### WRITTEN TASK
Reproduce the items below verbatim, starting at the beginning and ending at the line containing "539 105 685 234", both ends included.

Entries on locating named things:
## begin

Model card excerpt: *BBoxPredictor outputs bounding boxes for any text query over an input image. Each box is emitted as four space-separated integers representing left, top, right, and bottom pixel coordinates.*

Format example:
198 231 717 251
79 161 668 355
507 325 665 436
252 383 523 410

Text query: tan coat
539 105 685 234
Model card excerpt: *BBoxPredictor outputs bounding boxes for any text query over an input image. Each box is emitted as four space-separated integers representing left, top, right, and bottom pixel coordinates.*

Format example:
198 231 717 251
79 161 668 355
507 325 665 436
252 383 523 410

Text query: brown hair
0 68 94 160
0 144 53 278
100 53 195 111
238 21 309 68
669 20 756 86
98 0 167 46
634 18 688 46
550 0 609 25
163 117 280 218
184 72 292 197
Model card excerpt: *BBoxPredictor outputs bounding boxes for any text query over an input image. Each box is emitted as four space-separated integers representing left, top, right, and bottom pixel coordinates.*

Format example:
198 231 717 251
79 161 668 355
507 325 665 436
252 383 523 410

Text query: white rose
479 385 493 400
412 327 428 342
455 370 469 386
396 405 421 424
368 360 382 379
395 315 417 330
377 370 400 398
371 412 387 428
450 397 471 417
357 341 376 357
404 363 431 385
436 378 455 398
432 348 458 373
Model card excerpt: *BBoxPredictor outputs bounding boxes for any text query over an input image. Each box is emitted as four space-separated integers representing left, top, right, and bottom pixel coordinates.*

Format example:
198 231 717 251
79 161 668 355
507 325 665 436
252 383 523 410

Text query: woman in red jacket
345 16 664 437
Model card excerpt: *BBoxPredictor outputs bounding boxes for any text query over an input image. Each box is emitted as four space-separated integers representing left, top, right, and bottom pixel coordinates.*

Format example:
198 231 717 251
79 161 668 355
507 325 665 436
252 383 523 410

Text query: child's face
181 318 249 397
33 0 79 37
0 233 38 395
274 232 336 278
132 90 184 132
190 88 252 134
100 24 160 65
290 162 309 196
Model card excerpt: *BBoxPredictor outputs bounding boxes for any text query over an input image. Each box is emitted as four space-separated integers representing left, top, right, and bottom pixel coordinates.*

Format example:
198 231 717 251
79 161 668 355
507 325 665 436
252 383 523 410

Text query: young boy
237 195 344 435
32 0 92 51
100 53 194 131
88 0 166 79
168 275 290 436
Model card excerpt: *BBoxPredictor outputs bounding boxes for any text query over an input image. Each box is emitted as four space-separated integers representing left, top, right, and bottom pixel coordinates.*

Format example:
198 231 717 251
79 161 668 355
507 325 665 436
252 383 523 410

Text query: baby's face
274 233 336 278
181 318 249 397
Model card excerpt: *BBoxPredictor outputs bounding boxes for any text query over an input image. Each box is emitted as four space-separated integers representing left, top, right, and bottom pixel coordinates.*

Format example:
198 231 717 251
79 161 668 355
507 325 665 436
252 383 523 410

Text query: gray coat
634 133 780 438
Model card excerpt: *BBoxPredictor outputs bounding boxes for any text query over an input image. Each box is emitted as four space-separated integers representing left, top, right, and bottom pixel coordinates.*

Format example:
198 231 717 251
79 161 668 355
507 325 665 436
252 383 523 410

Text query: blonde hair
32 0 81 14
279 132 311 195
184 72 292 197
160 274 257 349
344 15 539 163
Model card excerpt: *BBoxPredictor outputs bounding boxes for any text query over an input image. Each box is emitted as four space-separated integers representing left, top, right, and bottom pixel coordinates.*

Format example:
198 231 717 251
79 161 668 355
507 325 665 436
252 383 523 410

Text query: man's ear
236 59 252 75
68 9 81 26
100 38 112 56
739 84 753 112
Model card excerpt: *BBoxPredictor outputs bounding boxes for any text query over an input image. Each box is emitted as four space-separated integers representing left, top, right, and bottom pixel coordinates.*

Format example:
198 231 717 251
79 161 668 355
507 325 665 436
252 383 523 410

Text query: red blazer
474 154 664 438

## end

### EXPECTED ANSWER
Model card excerpt: *BBoxPredictor outputs bounding boxes for any text query over an input image. Each box is emitted as four space-separated integers representing left, top, right, and bottom pixel coordinates.*

Format example:
198 231 717 251
79 161 668 355
507 325 665 436
252 383 523 410

Text query: tan coat
539 105 685 234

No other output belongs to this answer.